__Exercise task__
Write out every entry word for word.

□ □ □ □ □ □ □

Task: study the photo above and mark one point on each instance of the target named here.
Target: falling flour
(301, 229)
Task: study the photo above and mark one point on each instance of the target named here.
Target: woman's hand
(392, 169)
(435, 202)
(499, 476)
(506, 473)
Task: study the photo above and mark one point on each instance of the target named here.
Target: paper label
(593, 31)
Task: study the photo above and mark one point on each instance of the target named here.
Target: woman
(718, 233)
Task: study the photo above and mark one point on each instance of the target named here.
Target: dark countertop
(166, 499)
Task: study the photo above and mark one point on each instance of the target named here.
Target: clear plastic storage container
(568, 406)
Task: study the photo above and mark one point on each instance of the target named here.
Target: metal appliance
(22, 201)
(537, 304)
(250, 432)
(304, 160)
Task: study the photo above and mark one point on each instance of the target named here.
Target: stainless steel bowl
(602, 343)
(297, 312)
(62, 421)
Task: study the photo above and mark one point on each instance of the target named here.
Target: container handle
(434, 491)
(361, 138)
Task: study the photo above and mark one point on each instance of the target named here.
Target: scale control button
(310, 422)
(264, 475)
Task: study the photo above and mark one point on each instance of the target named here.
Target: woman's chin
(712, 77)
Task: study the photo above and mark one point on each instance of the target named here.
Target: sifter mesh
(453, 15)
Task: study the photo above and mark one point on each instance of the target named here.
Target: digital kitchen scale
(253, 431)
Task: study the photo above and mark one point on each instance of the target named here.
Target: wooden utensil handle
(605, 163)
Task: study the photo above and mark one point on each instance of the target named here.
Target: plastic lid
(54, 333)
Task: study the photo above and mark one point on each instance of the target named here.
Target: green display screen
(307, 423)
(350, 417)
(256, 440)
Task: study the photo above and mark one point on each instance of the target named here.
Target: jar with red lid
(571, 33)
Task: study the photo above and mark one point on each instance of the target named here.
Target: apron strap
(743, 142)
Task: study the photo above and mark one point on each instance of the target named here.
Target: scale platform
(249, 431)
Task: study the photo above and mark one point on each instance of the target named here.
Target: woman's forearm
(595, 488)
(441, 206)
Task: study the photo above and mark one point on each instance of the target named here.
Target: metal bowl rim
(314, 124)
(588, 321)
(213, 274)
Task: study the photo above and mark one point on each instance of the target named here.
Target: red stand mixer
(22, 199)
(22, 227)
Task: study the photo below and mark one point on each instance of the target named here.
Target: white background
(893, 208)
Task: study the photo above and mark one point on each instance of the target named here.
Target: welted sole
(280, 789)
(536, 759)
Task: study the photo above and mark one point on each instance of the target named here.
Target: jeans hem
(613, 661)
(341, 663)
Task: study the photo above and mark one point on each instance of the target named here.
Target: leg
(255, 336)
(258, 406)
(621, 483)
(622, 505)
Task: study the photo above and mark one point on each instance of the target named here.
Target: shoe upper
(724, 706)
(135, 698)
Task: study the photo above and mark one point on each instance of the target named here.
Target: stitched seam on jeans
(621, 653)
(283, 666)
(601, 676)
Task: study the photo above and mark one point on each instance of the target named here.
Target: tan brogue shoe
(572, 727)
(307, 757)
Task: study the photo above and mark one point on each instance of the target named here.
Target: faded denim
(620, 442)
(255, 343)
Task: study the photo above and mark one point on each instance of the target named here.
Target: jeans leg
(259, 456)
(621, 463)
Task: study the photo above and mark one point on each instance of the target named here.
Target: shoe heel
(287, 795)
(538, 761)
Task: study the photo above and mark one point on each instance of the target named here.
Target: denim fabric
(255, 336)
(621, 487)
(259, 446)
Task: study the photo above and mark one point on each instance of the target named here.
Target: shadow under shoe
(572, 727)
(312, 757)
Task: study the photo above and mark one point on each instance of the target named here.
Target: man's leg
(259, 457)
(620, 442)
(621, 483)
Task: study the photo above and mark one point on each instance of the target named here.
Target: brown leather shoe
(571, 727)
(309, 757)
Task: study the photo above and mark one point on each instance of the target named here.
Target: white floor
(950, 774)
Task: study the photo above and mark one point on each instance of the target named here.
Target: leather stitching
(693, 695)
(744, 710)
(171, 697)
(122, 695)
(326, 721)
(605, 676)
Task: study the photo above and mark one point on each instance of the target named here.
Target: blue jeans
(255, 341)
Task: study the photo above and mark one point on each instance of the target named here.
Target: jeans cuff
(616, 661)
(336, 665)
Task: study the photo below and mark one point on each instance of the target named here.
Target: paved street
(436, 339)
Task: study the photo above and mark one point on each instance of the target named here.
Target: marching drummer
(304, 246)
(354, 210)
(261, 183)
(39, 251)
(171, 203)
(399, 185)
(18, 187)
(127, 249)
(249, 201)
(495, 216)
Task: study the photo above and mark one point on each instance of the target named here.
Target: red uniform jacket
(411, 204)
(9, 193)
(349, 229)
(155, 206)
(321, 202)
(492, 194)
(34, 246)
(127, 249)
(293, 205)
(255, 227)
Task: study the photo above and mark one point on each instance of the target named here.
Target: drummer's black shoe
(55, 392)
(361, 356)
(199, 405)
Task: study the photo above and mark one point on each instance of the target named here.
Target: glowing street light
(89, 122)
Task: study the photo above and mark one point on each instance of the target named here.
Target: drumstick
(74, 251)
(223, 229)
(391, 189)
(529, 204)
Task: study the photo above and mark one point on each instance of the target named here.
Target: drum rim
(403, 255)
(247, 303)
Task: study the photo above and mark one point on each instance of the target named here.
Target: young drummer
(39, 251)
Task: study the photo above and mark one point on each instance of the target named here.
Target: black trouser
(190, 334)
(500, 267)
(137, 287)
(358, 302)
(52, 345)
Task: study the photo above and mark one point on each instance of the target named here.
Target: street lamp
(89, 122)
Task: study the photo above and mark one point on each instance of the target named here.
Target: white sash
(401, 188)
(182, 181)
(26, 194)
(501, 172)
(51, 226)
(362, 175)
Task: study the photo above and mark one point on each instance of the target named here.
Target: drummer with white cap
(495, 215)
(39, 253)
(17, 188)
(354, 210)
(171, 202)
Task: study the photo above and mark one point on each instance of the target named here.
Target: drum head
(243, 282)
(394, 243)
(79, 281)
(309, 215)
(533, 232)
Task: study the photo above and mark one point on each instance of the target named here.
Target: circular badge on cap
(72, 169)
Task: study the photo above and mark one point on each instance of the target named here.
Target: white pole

□ □ □ □ □ □ □

__Problem solution__
Task: study the photo above and mark one point on each instance of the target named here.
Target: falling flour
(301, 229)
Task: study the photo above and mark one point on each instance of the target named here.
Target: woman's hand
(392, 169)
(435, 202)
(499, 476)
(506, 473)
Task: study the photo above and mark one point on each instance of the target named here.
Target: paper label
(593, 31)
Task: study the photo above and mark one point on each instance of the target named here.
Target: woman
(718, 233)
Task: study the photo above and mark one point on each instance of the target named here.
Target: dark countertop
(166, 499)
Task: study the photo above and mark one point on each instance of the target named here.
Target: clear plastic storage container
(568, 406)
Task: study the photo above and mark one point on each instance of the target named here.
Target: metal appliance
(22, 201)
(537, 304)
(250, 432)
(304, 160)
Task: study the photo above and mark one point on each instance of the target named here.
Target: stainless steel bowl
(602, 343)
(297, 312)
(62, 421)
Task: study the photo above and mark one point on each instance of the target named here.
Target: container handle
(434, 491)
(361, 138)
Task: study the photo above and mark one point on each instance of the target named here.
Target: scale control button
(310, 422)
(264, 475)
Task: study the photo above and mark one point on each instance of the target named here.
Target: woman's chin
(712, 77)
Task: study the photo above and mark one point on each instance of the target named here.
Target: sifter mesh
(453, 15)
Task: study the photo above and mark one point on each instance of the target named here.
Target: digital kitchen scale
(253, 431)
Task: study the photo above and mark one point on each instance of the target named here.
Target: wooden utensil handle
(605, 163)
Task: study the photo above and mark one point on each instance of the target named here.
Target: plastic lid
(54, 333)
Task: study the photo above and mark one point on each instance of the target named here.
Target: green display screen
(307, 423)
(350, 417)
(256, 440)
Task: study the photo above and mark one point on each instance of the target named here.
Target: jar with red lid
(571, 33)
Task: study the photo above and mark one point on each instance of the target named here.
Target: apron strap
(743, 142)
Task: study the photo above and mark one point on each instance of the target named here.
Target: scale platform
(249, 431)
Task: study the photo above and mark one point on each instance of the target named here.
Target: woman's forearm
(595, 488)
(441, 206)
Task: study the photo above and mark one point on each instance of the target named here.
Target: metal bowl rim
(314, 124)
(588, 321)
(213, 274)
Task: study the photo above and mark one point on each instance of the target named here.
Target: red stand mixer
(22, 199)
(22, 227)
Task: study the photo below and mark one point on each instance of the target named here.
Target: white background
(893, 208)
Task: study the photo above and mark one point on each instance of the target named here.
Target: welted sole
(280, 789)
(536, 759)
Task: study the photo above and mark one point on each instance of the target named here.
Target: jeans hem
(613, 661)
(341, 663)
Task: study the photo above and mark one point on each instance of the target named here.
Target: leg
(255, 336)
(258, 406)
(621, 483)
(622, 505)
Task: study the photo above and mark one point on each instance of the target named here.
Target: shoe upper
(724, 706)
(135, 698)
Task: study the photo above and mark one point on each instance of the target named here.
Target: stitched seam on jeans
(621, 653)
(283, 666)
(601, 676)
Task: study the photo above and mark one point on each instance of the target named here.
Target: tan brogue shoe
(572, 727)
(307, 757)
Task: study the photo above and mark one point on each instance of the target named here.
Target: faded denim
(620, 442)
(255, 343)
Task: study the photo above and mark one point on each instance of the target named here.
Target: jeans leg
(259, 456)
(621, 463)
Task: study the photo above and mark one point on each instance of the target named here.
Target: shoe heel
(287, 795)
(538, 761)
Task: study the photo above and mark one point on each instance of the target named here.
Target: denim fabric
(255, 336)
(621, 487)
(259, 446)
Task: study the photo above and mark one point on each instance of the target named here.
Target: shadow under shoe
(572, 727)
(312, 757)
Task: study the photo above and mark one point on each instance of the target named here.
Target: man's leg
(259, 457)
(620, 442)
(621, 483)
Task: study the photo above and mark one point on each instance of the target named here.
Target: brown leather shoe
(571, 727)
(309, 757)
Task: study the photo above and mark one point on each instance of the target named here.
Target: white floor
(950, 774)
Task: study the photo above and mark one point on each instance of the target named here.
Target: leather stitching
(693, 695)
(744, 710)
(171, 697)
(122, 695)
(326, 721)
(605, 676)
Task: study the photo above and mark one point on each instance of the target named here.
Target: blue jeans
(255, 341)
Task: study the photo above and mark one point on each instance of the target named here.
Target: jeans cuff
(616, 661)
(336, 665)
Task: study the photo below and mark one point on each instance of the target named here.
Target: paved street
(436, 339)
Task: study the photo above and mark one point on each instance of the target named here.
Target: marching drummer
(304, 246)
(354, 210)
(261, 183)
(39, 251)
(171, 203)
(399, 185)
(18, 187)
(127, 249)
(249, 201)
(495, 216)
Task: study the photo above and mark one point on each instance of the target named here.
Target: red uniform jacket
(411, 204)
(9, 193)
(349, 229)
(155, 206)
(321, 202)
(492, 194)
(34, 246)
(127, 249)
(293, 205)
(255, 227)
Task: study the photo above and mark one point on each instance of the target named here.
Target: drummer's black shoe
(55, 392)
(361, 356)
(199, 405)
Task: study the photo above and mark one point on each instance of the target named here.
Target: glowing street light
(89, 122)
Task: study the photo above and mark one point on each instance of the target named here.
Target: drumstick
(74, 251)
(223, 229)
(391, 189)
(529, 204)
Task: study the photo above and mark one point on each instance of the target named here.
Target: drum rim
(403, 255)
(247, 303)
Task: study the photo above and mark one point on each instance of the target named here.
Target: young drummer
(39, 251)
Task: study the photo above and mark one point on each instance of the target named here.
Target: black trouser
(190, 334)
(500, 267)
(137, 287)
(358, 302)
(52, 345)
Task: study the photo above and mark one point on each instance of the target named here.
Target: street lamp
(89, 122)
Task: study the photo above and mark one point on each instance of the target named here.
Target: white sash
(401, 188)
(182, 181)
(26, 194)
(501, 172)
(51, 226)
(362, 175)
Task: study the photo above and mark one point on each instance of the target named here.
Target: drummer with white cap
(495, 215)
(39, 253)
(17, 188)
(354, 210)
(171, 202)
Task: study the photo above and mark one point on each instance of the target named here.
Target: drum head
(243, 282)
(394, 243)
(79, 281)
(309, 215)
(533, 232)
Task: study the photo above and mark one point on each instance of the target named here.
Target: circular badge on cap
(72, 169)
Task: study the photo above and mark one point on each instance of the target named here.
Target: white pole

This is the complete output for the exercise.